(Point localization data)
--------

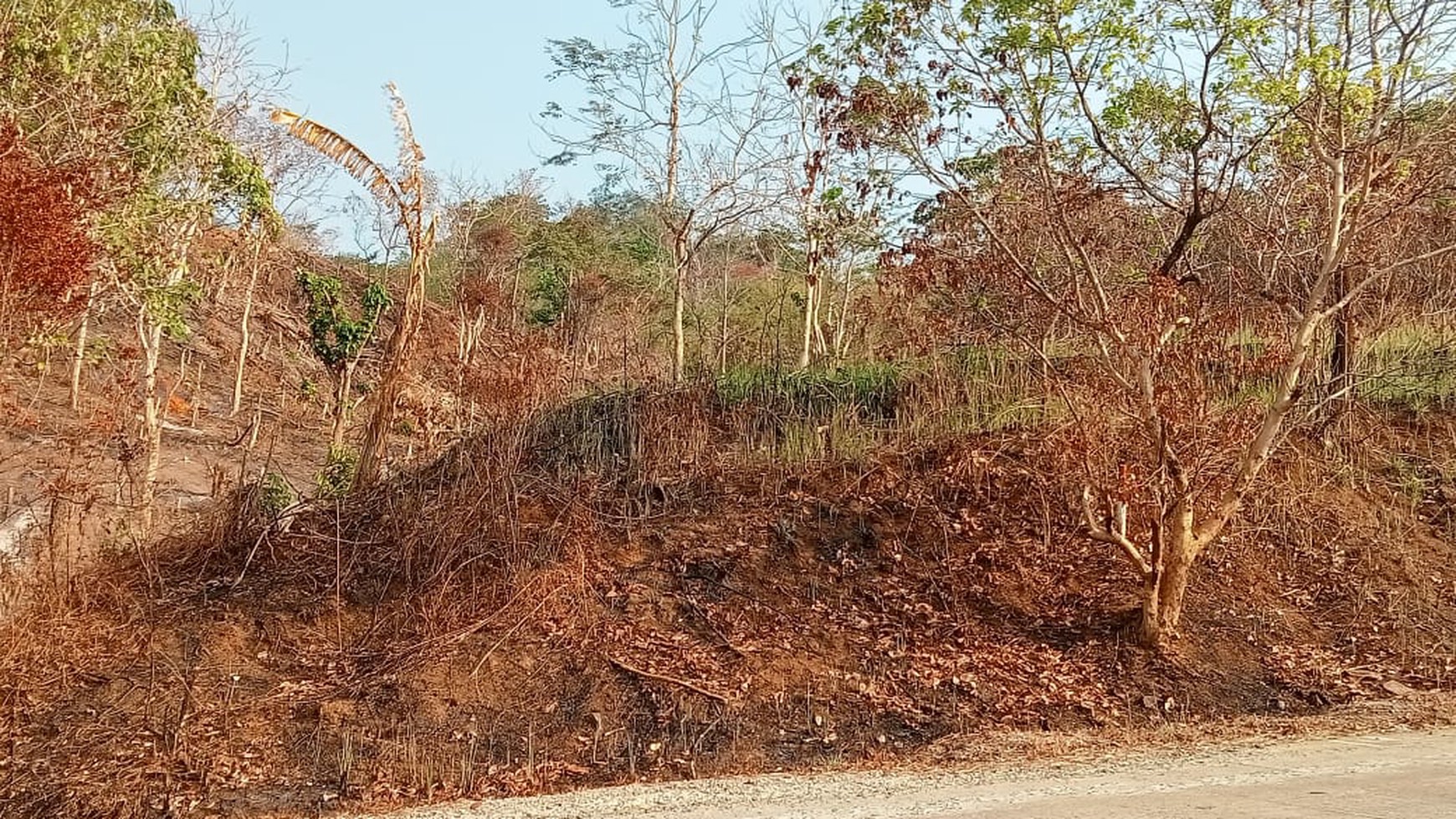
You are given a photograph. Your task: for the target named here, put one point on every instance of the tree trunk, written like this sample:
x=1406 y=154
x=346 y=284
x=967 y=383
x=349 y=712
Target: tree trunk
x=397 y=364
x=151 y=335
x=679 y=303
x=724 y=326
x=1176 y=550
x=810 y=300
x=342 y=386
x=1343 y=352
x=245 y=329
x=79 y=354
x=842 y=322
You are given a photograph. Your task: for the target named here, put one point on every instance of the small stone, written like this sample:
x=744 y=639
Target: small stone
x=1400 y=688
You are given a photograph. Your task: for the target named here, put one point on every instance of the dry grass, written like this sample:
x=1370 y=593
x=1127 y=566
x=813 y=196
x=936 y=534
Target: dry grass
x=622 y=590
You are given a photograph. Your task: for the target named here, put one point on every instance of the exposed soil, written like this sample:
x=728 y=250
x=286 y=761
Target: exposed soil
x=619 y=596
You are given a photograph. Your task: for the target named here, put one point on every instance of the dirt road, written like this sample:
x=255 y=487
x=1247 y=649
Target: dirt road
x=1410 y=775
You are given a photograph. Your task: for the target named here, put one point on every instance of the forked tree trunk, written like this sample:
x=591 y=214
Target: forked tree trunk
x=1176 y=551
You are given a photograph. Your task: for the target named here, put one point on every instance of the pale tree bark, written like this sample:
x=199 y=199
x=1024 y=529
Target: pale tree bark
x=79 y=352
x=812 y=287
x=153 y=403
x=245 y=325
x=342 y=387
x=397 y=352
x=151 y=336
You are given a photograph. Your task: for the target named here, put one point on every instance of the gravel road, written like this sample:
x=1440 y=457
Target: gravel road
x=1401 y=775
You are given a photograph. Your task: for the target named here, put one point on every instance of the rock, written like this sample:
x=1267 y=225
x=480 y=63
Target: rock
x=1400 y=688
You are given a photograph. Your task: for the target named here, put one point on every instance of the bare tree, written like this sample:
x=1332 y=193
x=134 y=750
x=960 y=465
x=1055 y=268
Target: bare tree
x=680 y=115
x=1080 y=161
x=405 y=191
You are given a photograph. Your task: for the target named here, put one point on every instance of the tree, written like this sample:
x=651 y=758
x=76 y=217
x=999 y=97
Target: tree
x=682 y=120
x=340 y=340
x=1084 y=151
x=110 y=89
x=405 y=194
x=836 y=181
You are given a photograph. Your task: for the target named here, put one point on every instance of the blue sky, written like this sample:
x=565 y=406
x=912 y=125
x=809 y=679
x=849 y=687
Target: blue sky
x=474 y=73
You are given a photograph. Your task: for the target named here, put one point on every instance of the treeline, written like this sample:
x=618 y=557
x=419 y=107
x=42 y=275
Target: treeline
x=1192 y=222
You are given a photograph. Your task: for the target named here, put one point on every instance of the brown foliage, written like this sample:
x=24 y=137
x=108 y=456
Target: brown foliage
x=45 y=252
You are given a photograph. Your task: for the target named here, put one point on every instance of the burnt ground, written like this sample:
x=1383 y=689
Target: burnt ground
x=520 y=618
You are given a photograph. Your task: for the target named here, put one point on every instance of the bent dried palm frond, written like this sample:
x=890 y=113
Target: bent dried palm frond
x=411 y=156
x=342 y=151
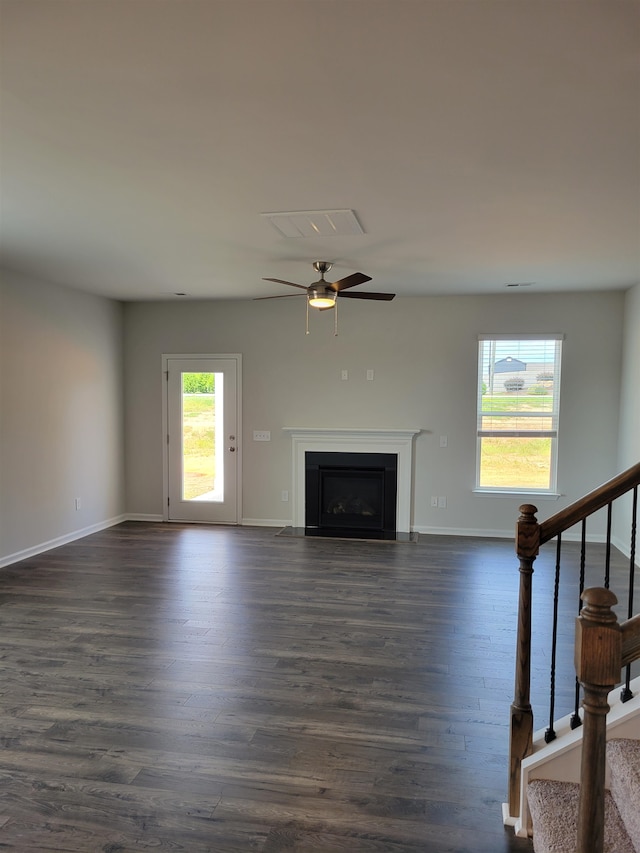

--------

Exercise details: Return each record exactly as given, excluding any image.

Finished exercise:
You are given a photograph. Your task: for the target named here, put one point on every instance of the tree trunk, written like this sample:
x=1406 y=154
x=346 y=284
x=967 y=383
x=349 y=712
Target: tree trunk
x=397 y=364
x=151 y=335
x=679 y=303
x=724 y=326
x=1176 y=550
x=810 y=300
x=342 y=386
x=1343 y=352
x=245 y=329
x=79 y=354
x=842 y=322
You are given a photograph. Your task: for the target named here, put one point on every instance of the small stone, written like this sample:
x=744 y=639
Target: small stone
x=1400 y=688
You are given a photograph. Your task: for the target named here, put one point on every instance of the dry grass, written like this sample:
x=1370 y=593
x=1127 y=566
x=813 y=196
x=936 y=534
Target: dry grass
x=622 y=590
You are given a photograph. Your task: for the target named here, put one point on every instance of the exposed soil, written like this sample:
x=728 y=250
x=286 y=761
Target: exposed soil
x=619 y=596
You are given a photograph. Your task: for the target named here, put one point on every instance of the dirt road, written like this sample:
x=255 y=487
x=1247 y=649
Target: dirt road
x=1410 y=775
You are given a photograph. Your task: for the target named here, put one point on every instance of the forked tree trunk, written like this sample:
x=591 y=214
Target: forked tree trunk
x=1176 y=551
You are given a photograph. Your task: for the target named here, put one point on every instance of the pale tree bark, written like this sample:
x=199 y=199
x=1024 y=529
Target: pale tree bark
x=79 y=352
x=812 y=287
x=153 y=403
x=245 y=325
x=342 y=387
x=397 y=352
x=151 y=336
You are given a photograph. Your task: for the target named here, put one point on every instance of the gravel road, written like this sample:
x=1440 y=457
Target: gravel road
x=1401 y=775
You are given a photograph. Your task: for the target named here, put one point on every instance of the rock, written like this sample:
x=1267 y=225
x=480 y=63
Target: rock
x=1400 y=688
You are given a photograph. Your task: for the target named here, put one point on every instance of the bare tree, written like this sample:
x=1332 y=193
x=134 y=750
x=960 y=465
x=1055 y=268
Target: bare tree
x=680 y=115
x=1080 y=161
x=405 y=191
You are given a photograph. Your task: for the target named here, put one point on every instance of the tree, written like this sample:
x=651 y=758
x=76 y=217
x=999 y=97
Target: tree
x=682 y=120
x=340 y=340
x=1084 y=151
x=110 y=89
x=405 y=194
x=836 y=181
You are given a photograph. Your task: for the target named here, put one point on every instance of the blue sky, written like this sample:
x=565 y=406
x=912 y=125
x=809 y=679
x=849 y=687
Target: blue sky
x=474 y=73
You are given a photograph. Your task: for the target named here, put one point on every instance of the treeline, written like this sample:
x=618 y=557
x=419 y=107
x=42 y=275
Target: treeline
x=1192 y=222
You are given a photograph. Your task: for the target named here, put one point on every instance of the brown foliage, written like this sample:
x=24 y=137
x=108 y=456
Target: brown foliage
x=45 y=252
You are given a photograph. Your task: for the target named here, put one point on every instance of the burnt ground, written like this sample:
x=1383 y=689
Target: burnt ground
x=520 y=618
You are given a photograph. Your task: for the target named here, put one point on every instance of the bent dried palm frond, written like this sample:
x=890 y=113
Target: bent dried palm frond
x=411 y=156
x=342 y=151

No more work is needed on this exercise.